* WHAT THE TASK ASKS: Reproduce every one of the rows below word for word, and leave the pictures out of your answer.
§ §
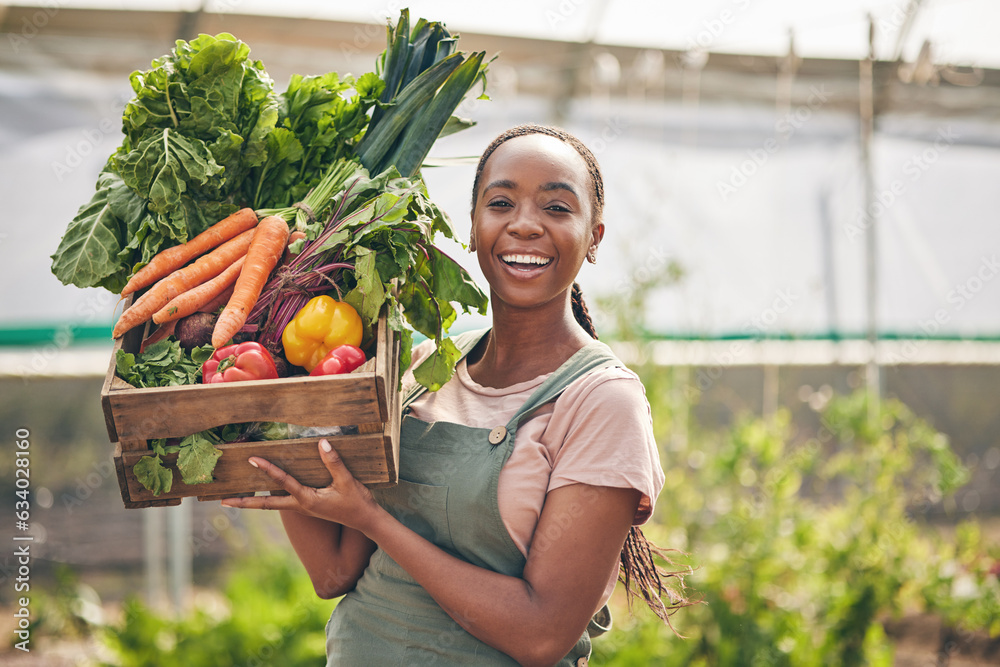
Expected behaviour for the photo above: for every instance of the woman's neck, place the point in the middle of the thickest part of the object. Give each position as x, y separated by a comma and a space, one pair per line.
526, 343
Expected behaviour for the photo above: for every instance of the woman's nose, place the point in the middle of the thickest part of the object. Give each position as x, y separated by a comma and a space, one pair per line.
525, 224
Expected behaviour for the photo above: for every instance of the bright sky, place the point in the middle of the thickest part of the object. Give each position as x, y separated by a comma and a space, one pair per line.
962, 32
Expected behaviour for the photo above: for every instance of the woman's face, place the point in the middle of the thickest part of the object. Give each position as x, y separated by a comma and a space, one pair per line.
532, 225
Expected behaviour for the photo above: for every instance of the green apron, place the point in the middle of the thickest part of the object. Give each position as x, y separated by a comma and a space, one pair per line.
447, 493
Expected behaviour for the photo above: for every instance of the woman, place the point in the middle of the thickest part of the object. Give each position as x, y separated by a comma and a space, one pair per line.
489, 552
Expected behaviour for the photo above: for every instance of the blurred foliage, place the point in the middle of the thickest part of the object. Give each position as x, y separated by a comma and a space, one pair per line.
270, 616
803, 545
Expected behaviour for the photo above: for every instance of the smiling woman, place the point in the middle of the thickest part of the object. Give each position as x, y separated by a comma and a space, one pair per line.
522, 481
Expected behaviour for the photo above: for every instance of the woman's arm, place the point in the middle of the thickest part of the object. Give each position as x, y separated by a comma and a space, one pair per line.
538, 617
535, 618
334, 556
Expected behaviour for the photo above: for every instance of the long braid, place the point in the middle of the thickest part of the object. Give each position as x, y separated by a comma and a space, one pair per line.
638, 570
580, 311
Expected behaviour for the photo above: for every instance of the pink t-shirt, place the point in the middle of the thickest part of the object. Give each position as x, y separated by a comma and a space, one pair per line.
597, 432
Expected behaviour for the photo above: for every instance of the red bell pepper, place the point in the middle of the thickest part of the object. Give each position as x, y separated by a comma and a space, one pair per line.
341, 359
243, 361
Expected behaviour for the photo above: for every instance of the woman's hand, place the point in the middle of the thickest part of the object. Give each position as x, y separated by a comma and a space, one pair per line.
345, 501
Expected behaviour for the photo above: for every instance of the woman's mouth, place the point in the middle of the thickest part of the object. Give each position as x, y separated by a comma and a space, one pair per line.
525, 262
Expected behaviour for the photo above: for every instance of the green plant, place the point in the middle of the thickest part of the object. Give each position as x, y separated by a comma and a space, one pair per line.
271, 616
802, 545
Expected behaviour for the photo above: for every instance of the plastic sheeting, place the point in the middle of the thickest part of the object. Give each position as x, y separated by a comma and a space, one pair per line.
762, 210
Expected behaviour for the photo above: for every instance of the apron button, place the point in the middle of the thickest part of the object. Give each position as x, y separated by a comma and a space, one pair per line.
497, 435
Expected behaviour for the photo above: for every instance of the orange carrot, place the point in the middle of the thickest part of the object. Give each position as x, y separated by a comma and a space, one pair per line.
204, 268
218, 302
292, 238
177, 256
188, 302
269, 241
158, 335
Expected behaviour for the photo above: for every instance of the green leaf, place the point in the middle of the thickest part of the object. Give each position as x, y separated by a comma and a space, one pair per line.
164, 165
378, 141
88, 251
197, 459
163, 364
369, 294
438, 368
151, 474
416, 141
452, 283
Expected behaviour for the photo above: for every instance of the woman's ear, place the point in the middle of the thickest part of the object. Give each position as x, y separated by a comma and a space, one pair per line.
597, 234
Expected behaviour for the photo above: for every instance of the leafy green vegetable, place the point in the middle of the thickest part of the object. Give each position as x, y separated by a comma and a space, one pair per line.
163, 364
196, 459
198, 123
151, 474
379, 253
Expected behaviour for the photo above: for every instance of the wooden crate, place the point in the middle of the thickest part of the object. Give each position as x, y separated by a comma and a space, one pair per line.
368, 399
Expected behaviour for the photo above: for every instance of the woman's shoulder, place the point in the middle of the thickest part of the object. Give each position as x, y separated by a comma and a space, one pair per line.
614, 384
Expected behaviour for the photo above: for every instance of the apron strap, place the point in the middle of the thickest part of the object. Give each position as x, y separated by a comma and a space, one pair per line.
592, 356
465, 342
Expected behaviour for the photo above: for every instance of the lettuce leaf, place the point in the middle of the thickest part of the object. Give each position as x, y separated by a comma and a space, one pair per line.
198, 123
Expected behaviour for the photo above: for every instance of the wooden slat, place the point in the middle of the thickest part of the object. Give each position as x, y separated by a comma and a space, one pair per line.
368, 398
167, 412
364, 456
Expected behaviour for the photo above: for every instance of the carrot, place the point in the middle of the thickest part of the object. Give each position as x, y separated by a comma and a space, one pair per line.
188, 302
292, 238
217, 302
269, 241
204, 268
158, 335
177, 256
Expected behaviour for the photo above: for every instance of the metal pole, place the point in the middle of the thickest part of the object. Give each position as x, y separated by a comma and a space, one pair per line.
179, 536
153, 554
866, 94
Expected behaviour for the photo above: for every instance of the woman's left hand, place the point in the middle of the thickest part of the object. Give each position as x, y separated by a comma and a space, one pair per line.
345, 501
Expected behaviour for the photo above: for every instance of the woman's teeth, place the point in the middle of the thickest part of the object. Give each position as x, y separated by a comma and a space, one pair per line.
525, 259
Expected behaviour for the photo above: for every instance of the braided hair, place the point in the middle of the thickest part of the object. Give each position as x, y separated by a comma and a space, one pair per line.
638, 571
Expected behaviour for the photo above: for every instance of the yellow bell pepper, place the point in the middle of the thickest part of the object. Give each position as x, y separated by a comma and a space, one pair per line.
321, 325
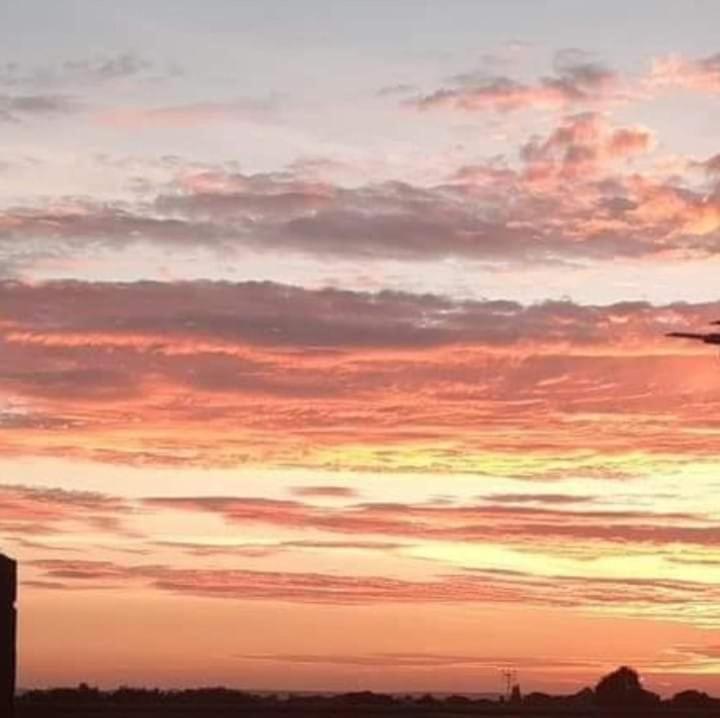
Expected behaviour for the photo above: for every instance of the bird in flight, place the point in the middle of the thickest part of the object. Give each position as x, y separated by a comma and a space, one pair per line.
§ §
* RIGHT ANSWER:
Expected behaviour for the photo above: for every instance of the woman's neck, place the point in the middle of the thickest part of the object. Give each position as x, y separated by a comma and a space, one pair per line.
526, 343
Expected behaviour for the photo above: for every instance of the woman's nose, place the point in the middle of the thickest part of the object. Give each position as x, y separated by a comma and a space, one pair per line.
525, 224
Expected behaviour for the photo above: for every instance of the bright sky, place the point in the middle of the thickest part of the object. Give each position as x, y separated by a comma and a space, one pair per line.
962, 32
Expected behaviour for the photo above: for every instance of the woman's face, place the point in the middle of the thickest part of the object. Give each position as x, y separated by a comma and a space, one pair per line.
532, 225
Expected behaviour for the photo above: for every instance of the green apron, place the point in the middle of the thickest part of the object. Give each position as x, y separated by a comma and a space, one pair per line.
447, 493
Expected behaviour for the photo above: for every instance of the woman, place the point in the middle of the thickest part of the object. Give each position as x, y separated by a comma and a space, one pair per line.
489, 552
Expected behaviour for the photo above: for every instance of the blurred foliage, place the point in the middle of the thickest part of the object. Give each position as x, y separated by a comma and a space, one pair per line.
270, 616
803, 545
Expected behaviour for the photo above: for every instance of the smiling woman, place the point in the middle of the thickest part of the object. Give each position as x, y separated by a comma and a space, one pair per line.
522, 481
Expected behaviour for the photo above: for every instance of the woman's arm, place the point in the middle of the thickest part of the object. Give each position as x, y separated by a comma and a space, one pair per line.
538, 617
535, 618
334, 556
Expected behaviour for the photo above: for every instance of the long braid, place the point in the middle of the thickest part of the object. Give each position as x, y separated by a comma and a space, one pair per line.
638, 570
580, 311
Expected behaviour for the photo above: for every instance of the pink t-shirt, place the point in the middle of the thickest part of the object. Give each position as x, y separated by a comma and a space, one pair per line.
597, 432
Expected behaviour for the photo above: for every instance of the red bell pepper, place the point in the middle of the thickest part of the object. Give each position as x, y separated by a comma and a space, one pair per line.
341, 359
243, 361
Expected behaviour for the photo above: for every instance of the woman's hand, place the point in the middle of the thickest part of the object. Give each position as x, y separated by a comma and a space, one pair per line.
345, 501
Expected behaviour for the photo above: for every instance of the woman's mouth, place the point in the middle of the thickest part of the object. Give each position as x, y separated by a comma and a space, one pair per line.
525, 262
Expected behaviour for the photo above: for every instance of the green plant, place the point in the middle of the thickest part of the object. Give each position as x, y separated by a comma and a space, one pair per line.
271, 616
802, 545
Expected behaviour for the photo above: for every instance of the plastic sheeting, place the point in the middle of the thickest part of the object. Give each position as x, y separated by a comma and a space, one pair per line.
762, 210
Expected behaviour for the photo above: for every instance of the apron button, place the point in the middle of the thickest part of the object. Give each position as x, y separated by a comma and a space, one pair per line.
497, 435
Expected behaviour for the photo above: for every instance of the orange carrot, place the point in the middle of the thickest part of the object. Give each position as x, y separated by a comma and a space, one pair per line.
204, 268
218, 302
292, 238
177, 256
188, 302
269, 241
158, 335
Expected behaviour for the photo above: for every instance of the green leaf, place the point in the middle of the thickest part of the object. Give each position as x, y separated by a comma and a space, one pair per line.
164, 165
378, 141
88, 251
197, 459
163, 364
369, 294
438, 368
151, 474
416, 141
452, 283
Expected behaviour for the photo above: for every instance of the woman's ear, place the point in the middle of the thickest part of the object. Give each position as x, y separated by a comma and a space, one pair per line.
597, 234
Expected behaviour for the photo above: for every instance of the leafy green vegetable, place the point in the middle of the thickest part of the object. Give each position as x, y separated by a comma and a space, one pair per line.
163, 364
196, 459
198, 123
151, 474
379, 253
Expected behaviour for the photo above: for every instance of the wooden crate, place the point in the middle of the thickest part of the object. Give each position as x, y separated by a comma and a space, one pair per line.
368, 399
Expected behaviour for the photo above: for every instance of the woman's shoulder, place the point in the middle of the thickest part of the object. Give each position as x, y separated by a comma and a space, one pair per line.
614, 384
Expected behaviour for the photo above: for every instance of the apron strap, place the point in the middle of the thickest part of the object. Give each position as x, y separated by a comma and a space, one pair per line.
592, 356
465, 342
Expected behaviour for the photo above: for every instance of the lettuce leaf, place the point in the middle of the thickest part of the object. Give each position as x, y separated by a comma and a space, one pair per line.
198, 123
Expected behaviour for the photo above: for every instance of the wooden slat, place the point in the middle of the thickest part of the object. Give each position as x, y separated by a comma and a space, one pair per line.
368, 398
167, 412
364, 456
Expected behaviour for the photo above: for every instance of the carrot, place the point in the middle of the thickest part of the object. Give each position as x, y separated by a comma and a space, one pair per line.
188, 302
292, 238
217, 302
269, 241
204, 268
158, 335
177, 256
Expected behaviour for the photo above: for every instance of the metal pole, place the point in the middle of the thickest part of the object. Give each position as x, y separated by a comma and a space, one pair per line.
179, 536
153, 554
866, 94
Expected behaviour for the photo above: for every instance of the woman's left hand, place the point in the middle of the thickest part of the object. Give each position as x, y separated by a comma and a space, one pair per line.
345, 501
Expected behaviour for the photo above: for every instance of the woman's teeth, place the point in the middle of the thickest part of the object. Give each position as x, y separated by a comma and a space, one pair per line.
525, 259
Expected behaviour for the photo above: for every instance of the braided hair, place the point in the middle of the thickest part of the object. Give each position as x, y separated by a comma and a space, one pair per line.
638, 571
Expected behaviour for the photo above: for every instance of the yellow bell pepper, place the point in the middle of the thickest part of the object. Give each position as x, y separated by a comma and a space, one pair per line.
321, 325
Expected behaviour for the photo above: for every instance of the bird in flight, place the point in the middle of the thickest part of the object. Give each position as x, y separated by a comma and a space, one pair per line.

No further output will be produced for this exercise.